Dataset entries
+++
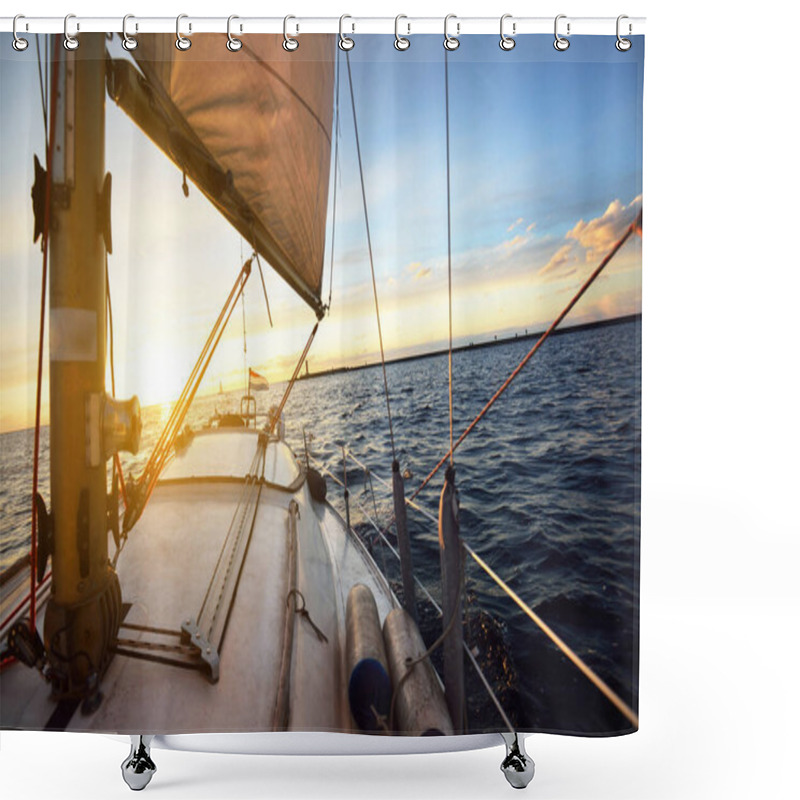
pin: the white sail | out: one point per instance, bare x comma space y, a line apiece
253, 129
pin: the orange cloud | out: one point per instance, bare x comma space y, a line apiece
599, 234
515, 242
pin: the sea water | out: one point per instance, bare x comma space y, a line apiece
549, 485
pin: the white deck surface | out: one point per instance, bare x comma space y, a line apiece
165, 569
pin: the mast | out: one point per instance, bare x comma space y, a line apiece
86, 427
+++
- **Task item**
Leaving the pictures aside, repeat the data above exactly.

- **Result of the task**
pin: the white sail | out: one point per instance, bare x comma space y, a line apiece
253, 129
pin: the orange cloud | out: one point per instance, bare x comma space y, a line apiece
599, 234
515, 242
pin: the sea water | out: one point per instance, bare x comma space y, a line apiece
549, 485
pin: the white deck surface | out: one point per instance, bare x comma space y, a line apiece
165, 569
pin: the mast | out: one point per instance, bare x comma space y, a line apiece
86, 427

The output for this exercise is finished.